Отрывок текста =
Мне вспоминается английский офицер, который одно время был моим коллегой. Несколько месяцев мы с ним трудились, вырабатывая план некоей военной операции; несогласий у нас никаких не было. Мы жили в одной палатке. Он был остроумный человек, работать с ним было занятно. Он мне очень нравился, и, казалось, я ему тоже нравлюсь. Мы относились друг к другу с полным доверием и уважением, — по крайней мере, я так к нему относился.
В пять часов вечера мы с ним договорились о том, какие доводы в защиту нашего предложения надо будет выставить завтра на заседании генерального штаба; оно было назначено на шесть часов утра, Выступать от нашего общего лица полагалось ему; я должен был только сопровождать его в качестве помощника. Затем мы расстались, и до заседания я его больше не видел. Каково же было мое изумление — я просто ушам не поверил, — когда на заседании услыхал, что он сдает позиции по самому главному пункту — тому, от которого, по нашему представлению, зависел весь успех будущей операции.

Задание =
Определите, соответствуют ли отрывку об английском офицере следующие утверждения. Ответьте на каждое «да» или «нет», подтвердив ответ точной цитатой из отрывка.
1. Рассказчик и офицер жили в одной палатке.
2. Заседание генерального штаба было назначено на пять часов вечера.
3. На заседании от общего лица должен был выступать рассказчик.
Приведённые далее строки никак не связаны с отрывком.

Данные для анализа =
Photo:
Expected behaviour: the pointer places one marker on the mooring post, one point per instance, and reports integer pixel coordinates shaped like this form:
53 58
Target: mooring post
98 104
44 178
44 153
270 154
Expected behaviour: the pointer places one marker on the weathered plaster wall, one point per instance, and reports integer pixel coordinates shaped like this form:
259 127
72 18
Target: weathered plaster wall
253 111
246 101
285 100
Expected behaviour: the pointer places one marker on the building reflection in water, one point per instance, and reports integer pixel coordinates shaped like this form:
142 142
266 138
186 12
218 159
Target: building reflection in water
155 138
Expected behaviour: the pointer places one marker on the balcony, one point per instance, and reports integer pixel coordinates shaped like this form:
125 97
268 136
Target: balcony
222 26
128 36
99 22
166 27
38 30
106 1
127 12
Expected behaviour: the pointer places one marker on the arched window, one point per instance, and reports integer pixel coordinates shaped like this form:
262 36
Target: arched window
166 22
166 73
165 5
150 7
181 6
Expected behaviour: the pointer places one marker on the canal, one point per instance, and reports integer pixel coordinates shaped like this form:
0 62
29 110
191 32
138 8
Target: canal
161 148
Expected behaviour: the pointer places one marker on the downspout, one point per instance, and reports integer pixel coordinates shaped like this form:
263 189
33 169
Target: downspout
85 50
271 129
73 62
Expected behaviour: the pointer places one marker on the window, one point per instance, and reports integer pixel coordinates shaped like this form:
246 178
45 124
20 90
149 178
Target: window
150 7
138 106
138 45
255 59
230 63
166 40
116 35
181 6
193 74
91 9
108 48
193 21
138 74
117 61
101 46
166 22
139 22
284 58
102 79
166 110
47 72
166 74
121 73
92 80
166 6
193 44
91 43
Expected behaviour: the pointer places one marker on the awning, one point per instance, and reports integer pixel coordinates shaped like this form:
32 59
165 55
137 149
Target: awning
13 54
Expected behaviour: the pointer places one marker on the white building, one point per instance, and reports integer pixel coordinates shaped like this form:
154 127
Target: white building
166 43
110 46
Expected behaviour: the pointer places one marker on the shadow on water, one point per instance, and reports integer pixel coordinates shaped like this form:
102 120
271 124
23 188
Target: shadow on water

Ответ =
1. Да: «Мы жили в одной палатке».
2. Нет: «оно было назначено на шесть часов утра».
3. Нет: «Выступать от нашего общего лица полагалось ему; я должен был только сопровождать его в качестве помощника».